Only lines containing the string "stepping" belong in the answer; copy all of them from the entries.

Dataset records
==========

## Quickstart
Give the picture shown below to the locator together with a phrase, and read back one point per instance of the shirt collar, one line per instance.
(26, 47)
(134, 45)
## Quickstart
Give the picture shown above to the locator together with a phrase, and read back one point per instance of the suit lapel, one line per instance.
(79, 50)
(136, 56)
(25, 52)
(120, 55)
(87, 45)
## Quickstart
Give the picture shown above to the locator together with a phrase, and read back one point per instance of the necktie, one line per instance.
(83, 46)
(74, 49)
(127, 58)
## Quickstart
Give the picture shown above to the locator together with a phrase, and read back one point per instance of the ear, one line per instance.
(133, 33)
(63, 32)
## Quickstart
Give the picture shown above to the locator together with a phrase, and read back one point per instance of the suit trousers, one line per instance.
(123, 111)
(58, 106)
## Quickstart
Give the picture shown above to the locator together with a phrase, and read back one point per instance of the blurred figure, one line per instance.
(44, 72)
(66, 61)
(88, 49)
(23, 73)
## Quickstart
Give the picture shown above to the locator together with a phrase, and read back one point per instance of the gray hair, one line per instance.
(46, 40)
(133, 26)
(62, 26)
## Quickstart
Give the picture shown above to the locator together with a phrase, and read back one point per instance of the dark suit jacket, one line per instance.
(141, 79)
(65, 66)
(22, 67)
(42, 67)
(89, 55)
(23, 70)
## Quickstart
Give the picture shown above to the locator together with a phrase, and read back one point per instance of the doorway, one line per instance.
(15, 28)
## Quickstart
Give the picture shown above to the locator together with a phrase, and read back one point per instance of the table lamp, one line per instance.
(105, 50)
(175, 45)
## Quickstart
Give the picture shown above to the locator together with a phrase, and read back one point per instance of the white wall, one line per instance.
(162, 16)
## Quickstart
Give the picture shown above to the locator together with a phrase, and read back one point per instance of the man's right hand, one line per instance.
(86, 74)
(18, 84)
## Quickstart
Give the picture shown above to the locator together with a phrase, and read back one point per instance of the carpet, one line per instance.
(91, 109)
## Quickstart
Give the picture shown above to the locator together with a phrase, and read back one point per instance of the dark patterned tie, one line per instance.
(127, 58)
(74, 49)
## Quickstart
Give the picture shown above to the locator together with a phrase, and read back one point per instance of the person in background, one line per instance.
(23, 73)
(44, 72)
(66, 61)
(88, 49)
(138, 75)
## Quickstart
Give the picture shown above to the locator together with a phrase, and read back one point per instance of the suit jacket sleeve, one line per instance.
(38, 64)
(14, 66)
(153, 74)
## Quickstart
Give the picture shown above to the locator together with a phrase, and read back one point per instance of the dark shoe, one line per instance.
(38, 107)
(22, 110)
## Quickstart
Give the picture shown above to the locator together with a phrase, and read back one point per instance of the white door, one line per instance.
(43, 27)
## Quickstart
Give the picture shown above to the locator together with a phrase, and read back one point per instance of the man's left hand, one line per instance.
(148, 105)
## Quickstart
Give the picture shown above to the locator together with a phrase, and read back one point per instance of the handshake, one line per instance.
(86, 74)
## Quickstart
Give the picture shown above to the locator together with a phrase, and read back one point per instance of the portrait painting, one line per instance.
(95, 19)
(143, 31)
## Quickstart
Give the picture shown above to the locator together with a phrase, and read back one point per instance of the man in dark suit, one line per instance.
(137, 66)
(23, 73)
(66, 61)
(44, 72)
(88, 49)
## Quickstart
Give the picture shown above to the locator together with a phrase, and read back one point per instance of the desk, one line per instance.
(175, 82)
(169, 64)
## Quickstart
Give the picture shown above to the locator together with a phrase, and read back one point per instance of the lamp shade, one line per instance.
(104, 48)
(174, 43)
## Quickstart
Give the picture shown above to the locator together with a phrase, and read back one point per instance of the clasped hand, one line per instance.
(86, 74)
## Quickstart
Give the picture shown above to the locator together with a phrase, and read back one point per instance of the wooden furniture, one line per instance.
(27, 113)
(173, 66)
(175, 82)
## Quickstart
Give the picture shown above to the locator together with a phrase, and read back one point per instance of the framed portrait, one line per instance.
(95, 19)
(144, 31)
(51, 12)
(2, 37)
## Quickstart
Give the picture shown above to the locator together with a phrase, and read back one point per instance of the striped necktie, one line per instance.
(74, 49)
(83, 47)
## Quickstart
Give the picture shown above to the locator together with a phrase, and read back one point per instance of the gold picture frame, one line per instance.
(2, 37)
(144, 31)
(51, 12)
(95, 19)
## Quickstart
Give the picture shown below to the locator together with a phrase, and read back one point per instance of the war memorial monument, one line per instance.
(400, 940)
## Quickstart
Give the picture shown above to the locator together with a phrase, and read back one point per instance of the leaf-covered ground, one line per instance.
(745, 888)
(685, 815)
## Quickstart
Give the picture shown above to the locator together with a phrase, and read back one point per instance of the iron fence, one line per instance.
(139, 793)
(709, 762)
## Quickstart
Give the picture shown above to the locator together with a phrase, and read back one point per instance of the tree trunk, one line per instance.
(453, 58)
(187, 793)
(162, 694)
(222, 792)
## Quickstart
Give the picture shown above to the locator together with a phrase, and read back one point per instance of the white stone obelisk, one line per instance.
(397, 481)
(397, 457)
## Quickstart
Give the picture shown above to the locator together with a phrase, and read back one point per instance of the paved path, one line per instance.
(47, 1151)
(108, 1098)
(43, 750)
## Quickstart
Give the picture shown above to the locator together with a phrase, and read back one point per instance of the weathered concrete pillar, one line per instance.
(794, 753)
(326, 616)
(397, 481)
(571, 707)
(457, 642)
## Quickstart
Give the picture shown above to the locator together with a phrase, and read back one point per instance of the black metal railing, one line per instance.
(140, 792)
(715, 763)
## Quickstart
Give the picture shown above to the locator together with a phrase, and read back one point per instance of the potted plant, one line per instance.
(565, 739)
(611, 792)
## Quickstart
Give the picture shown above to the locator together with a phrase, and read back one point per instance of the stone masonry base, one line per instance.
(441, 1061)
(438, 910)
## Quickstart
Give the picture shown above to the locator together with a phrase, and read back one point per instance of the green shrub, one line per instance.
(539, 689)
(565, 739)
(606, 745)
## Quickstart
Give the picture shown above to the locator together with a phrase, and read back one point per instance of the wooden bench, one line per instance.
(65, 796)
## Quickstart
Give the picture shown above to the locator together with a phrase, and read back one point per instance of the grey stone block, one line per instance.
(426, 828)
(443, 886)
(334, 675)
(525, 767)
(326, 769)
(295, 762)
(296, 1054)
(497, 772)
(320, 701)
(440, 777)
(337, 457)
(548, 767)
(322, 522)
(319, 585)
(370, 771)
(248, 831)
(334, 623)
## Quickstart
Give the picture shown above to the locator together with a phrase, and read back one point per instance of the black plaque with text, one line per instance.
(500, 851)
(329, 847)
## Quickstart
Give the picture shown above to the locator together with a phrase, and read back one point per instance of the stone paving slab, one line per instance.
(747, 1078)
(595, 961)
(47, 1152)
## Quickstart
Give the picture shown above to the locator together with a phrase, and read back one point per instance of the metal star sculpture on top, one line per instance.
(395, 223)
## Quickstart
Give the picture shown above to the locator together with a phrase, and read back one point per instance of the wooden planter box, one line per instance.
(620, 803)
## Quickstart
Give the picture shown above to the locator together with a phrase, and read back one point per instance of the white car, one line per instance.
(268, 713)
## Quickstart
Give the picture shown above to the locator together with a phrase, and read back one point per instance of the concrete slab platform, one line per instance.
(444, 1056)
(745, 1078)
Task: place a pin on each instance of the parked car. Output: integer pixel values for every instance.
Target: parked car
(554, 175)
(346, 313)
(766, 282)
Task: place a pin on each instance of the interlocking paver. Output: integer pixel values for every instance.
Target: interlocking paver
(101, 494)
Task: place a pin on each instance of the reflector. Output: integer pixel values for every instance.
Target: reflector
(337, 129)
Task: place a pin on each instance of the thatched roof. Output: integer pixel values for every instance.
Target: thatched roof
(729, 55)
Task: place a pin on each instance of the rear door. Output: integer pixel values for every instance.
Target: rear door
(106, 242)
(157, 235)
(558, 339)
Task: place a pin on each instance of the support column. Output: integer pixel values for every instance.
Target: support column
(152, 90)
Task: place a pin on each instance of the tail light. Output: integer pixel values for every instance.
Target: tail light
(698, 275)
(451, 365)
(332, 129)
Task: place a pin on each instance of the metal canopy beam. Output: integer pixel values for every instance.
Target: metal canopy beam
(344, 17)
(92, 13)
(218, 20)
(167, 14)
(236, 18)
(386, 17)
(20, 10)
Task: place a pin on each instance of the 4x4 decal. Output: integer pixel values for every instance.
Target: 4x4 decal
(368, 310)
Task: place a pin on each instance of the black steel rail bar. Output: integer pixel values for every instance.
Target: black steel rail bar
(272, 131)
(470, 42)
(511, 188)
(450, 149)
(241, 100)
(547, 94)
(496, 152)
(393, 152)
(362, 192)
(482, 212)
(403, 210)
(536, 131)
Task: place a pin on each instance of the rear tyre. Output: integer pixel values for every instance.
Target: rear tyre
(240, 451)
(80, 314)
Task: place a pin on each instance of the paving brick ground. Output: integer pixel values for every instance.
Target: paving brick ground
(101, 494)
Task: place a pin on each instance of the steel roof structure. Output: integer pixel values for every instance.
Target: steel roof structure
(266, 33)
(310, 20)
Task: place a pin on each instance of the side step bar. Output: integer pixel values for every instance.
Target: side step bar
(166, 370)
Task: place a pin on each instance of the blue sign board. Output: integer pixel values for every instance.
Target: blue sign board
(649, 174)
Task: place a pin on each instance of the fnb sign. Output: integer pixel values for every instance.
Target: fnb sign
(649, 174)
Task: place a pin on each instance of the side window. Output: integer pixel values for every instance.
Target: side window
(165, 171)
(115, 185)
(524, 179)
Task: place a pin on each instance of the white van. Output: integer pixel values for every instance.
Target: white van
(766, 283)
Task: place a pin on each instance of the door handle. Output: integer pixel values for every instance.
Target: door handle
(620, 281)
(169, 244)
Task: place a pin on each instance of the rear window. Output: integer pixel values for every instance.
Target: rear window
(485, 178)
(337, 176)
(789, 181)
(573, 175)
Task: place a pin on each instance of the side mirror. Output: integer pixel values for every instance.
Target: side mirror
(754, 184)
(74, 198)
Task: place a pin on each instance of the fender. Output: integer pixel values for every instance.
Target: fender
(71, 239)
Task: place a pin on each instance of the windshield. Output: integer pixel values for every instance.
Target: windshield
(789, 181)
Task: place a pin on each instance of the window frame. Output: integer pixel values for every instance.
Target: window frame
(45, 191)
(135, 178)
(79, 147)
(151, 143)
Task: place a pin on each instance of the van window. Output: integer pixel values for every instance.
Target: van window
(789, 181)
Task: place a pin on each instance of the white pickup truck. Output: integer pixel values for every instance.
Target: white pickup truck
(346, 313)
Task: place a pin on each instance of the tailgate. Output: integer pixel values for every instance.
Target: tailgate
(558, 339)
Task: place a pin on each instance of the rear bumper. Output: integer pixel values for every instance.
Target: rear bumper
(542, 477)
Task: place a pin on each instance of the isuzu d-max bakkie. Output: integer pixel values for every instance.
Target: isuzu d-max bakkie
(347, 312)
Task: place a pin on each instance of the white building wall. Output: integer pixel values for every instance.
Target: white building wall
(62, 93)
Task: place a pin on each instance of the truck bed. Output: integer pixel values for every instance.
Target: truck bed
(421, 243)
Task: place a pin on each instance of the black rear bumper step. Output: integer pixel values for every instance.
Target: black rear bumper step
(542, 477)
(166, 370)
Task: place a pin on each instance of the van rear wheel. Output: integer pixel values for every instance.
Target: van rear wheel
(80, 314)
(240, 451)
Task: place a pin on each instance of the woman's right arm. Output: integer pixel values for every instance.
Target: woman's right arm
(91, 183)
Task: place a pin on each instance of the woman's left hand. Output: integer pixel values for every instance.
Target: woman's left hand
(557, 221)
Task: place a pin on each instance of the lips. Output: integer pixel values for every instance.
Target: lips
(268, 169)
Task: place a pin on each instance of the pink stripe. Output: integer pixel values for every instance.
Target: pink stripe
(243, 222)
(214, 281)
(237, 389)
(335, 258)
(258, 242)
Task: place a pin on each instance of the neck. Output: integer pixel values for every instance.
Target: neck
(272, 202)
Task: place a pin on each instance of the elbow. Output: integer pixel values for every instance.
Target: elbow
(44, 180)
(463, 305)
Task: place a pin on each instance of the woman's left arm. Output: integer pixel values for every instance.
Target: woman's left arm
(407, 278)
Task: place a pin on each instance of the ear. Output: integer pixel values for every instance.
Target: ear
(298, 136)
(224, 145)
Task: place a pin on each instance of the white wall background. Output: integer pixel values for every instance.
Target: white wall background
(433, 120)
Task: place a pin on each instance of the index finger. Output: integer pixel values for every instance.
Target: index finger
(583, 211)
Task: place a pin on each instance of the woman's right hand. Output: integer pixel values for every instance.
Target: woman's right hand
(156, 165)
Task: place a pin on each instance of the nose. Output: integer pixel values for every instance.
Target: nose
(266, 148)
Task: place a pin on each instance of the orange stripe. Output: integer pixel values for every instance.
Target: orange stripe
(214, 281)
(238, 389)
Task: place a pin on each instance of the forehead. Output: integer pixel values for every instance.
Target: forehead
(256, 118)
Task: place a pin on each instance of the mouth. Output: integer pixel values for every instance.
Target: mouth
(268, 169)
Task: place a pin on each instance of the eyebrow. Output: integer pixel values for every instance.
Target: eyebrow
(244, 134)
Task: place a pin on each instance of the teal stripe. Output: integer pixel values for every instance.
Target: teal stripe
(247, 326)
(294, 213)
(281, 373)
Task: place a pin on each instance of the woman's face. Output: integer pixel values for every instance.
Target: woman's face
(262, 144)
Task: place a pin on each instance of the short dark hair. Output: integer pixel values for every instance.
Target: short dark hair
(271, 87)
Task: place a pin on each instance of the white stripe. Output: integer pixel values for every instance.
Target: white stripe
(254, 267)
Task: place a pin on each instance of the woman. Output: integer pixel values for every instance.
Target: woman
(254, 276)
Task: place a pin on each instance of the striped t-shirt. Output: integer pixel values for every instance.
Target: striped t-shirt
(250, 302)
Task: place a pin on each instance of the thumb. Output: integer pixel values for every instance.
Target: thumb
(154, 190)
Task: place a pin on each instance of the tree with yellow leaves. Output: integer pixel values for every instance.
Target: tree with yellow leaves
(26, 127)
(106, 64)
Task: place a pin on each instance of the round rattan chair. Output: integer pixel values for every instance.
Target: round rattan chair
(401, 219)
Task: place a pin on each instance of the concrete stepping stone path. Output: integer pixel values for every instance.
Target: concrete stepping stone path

==========

◆ **TASK RESPONSE**:
Task: place a pin on each instance of the concrete stepping stone path. Output: integer pixel values for every instance.
Target: concrete stepping stone path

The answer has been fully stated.